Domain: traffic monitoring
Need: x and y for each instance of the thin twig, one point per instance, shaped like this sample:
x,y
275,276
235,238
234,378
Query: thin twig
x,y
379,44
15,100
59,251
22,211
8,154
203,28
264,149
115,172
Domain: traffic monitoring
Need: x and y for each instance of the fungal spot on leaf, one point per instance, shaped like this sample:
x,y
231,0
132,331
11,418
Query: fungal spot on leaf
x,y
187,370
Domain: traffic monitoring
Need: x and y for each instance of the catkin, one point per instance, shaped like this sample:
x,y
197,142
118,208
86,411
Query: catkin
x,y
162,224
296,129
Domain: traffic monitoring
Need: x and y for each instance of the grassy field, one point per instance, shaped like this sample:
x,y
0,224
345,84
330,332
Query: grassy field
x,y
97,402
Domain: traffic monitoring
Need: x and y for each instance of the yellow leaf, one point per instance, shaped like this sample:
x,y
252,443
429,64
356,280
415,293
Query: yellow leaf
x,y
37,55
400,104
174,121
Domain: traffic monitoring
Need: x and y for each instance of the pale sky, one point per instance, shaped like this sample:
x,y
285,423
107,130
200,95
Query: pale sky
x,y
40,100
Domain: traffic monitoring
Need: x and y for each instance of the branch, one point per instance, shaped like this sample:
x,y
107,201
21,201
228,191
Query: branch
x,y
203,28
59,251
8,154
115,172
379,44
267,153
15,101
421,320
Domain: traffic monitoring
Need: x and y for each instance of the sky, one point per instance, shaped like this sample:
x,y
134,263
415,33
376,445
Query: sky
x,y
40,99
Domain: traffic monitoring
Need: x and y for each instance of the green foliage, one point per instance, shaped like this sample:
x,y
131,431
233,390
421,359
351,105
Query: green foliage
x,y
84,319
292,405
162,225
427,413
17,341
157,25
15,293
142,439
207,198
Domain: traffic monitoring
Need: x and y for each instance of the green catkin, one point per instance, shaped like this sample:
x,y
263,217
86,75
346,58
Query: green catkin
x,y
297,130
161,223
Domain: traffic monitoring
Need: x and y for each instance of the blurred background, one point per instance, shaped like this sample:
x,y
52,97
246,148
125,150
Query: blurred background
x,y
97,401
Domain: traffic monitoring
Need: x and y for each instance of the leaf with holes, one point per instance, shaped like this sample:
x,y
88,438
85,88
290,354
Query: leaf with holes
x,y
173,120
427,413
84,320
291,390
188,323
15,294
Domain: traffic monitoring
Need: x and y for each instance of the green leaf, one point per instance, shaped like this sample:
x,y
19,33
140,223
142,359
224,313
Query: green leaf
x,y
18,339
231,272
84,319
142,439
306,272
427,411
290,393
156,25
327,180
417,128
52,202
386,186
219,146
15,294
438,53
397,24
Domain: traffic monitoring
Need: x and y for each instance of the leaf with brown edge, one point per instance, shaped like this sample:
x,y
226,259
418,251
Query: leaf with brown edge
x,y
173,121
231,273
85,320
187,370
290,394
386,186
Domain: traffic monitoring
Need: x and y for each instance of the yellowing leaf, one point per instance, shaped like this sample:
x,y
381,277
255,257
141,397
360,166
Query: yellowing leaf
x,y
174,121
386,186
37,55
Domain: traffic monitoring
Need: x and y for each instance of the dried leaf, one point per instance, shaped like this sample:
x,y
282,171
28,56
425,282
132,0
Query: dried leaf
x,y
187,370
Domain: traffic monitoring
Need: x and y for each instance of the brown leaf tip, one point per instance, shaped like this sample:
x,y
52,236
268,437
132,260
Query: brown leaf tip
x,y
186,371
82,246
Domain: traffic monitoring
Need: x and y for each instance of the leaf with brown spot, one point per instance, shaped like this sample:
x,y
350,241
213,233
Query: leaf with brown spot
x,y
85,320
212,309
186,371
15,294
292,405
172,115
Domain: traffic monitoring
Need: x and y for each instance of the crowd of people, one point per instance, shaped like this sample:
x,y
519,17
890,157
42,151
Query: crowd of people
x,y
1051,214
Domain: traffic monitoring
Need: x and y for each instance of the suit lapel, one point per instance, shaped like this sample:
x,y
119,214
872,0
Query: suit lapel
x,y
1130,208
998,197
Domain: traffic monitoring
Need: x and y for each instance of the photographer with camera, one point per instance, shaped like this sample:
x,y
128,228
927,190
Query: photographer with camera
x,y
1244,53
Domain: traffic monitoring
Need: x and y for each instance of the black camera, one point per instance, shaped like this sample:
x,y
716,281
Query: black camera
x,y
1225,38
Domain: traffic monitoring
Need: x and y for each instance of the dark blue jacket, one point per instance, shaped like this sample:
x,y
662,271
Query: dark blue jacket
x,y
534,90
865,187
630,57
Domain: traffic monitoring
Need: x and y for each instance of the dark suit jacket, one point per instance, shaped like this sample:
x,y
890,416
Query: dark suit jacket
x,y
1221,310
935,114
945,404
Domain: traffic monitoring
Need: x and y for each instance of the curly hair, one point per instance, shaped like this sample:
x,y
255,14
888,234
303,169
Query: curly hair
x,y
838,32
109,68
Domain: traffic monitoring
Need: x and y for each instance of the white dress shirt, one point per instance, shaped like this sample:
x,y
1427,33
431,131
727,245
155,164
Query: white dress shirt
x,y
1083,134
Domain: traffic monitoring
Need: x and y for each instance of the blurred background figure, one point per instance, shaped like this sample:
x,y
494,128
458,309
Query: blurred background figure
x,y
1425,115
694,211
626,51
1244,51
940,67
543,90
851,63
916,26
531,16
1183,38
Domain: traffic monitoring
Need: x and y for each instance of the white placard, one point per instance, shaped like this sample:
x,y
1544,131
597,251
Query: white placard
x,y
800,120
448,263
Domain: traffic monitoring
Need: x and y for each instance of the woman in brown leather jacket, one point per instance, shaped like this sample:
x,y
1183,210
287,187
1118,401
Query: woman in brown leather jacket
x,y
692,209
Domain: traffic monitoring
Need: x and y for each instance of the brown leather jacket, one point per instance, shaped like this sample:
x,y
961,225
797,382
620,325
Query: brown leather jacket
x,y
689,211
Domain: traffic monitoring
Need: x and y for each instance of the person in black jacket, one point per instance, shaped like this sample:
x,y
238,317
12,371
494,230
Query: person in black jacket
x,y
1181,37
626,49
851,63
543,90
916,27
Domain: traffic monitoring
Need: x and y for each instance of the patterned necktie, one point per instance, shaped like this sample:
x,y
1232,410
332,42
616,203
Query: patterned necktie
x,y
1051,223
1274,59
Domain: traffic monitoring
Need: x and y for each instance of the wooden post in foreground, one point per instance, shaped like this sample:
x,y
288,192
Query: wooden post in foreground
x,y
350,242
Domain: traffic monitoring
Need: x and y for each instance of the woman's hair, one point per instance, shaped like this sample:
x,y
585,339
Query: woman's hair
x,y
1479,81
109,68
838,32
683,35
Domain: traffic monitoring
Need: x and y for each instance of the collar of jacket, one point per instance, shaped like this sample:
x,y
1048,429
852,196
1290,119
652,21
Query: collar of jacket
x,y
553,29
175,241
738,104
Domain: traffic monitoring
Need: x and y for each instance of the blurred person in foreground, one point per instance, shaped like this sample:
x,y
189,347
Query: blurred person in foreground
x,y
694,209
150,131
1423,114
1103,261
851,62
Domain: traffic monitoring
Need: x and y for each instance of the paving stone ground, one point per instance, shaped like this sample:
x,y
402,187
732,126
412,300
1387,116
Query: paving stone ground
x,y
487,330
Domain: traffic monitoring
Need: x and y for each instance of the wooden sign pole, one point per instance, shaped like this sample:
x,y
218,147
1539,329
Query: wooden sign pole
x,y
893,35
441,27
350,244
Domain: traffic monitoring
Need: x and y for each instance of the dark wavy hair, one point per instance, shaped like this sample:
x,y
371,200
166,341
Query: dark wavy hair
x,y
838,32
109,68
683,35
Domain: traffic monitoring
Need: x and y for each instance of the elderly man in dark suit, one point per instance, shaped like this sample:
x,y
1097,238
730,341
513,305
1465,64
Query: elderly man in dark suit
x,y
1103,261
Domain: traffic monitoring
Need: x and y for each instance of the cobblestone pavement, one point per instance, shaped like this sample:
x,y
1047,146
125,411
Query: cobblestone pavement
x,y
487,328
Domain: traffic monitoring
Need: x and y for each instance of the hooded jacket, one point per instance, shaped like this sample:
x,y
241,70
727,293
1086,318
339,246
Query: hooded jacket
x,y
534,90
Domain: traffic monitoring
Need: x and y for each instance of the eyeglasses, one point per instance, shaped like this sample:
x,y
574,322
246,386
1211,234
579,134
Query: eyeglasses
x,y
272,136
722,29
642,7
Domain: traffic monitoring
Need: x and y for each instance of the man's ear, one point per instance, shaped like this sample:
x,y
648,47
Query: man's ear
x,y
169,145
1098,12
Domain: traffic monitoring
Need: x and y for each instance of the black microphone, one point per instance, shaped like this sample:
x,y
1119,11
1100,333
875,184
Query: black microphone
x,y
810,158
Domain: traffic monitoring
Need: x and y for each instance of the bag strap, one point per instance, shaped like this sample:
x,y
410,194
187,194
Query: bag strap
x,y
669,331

━━━━━━━━━━━━━━━━━━━━━━━━━━━━━━

## Objective
Pull out every line of the entries above that contains the string "yellowing", matching case exactly.

## Correct output
Need: x and y for each instance of the yellowing leaf, one point per instance, shaped like this sample:
Query: yellowing leaf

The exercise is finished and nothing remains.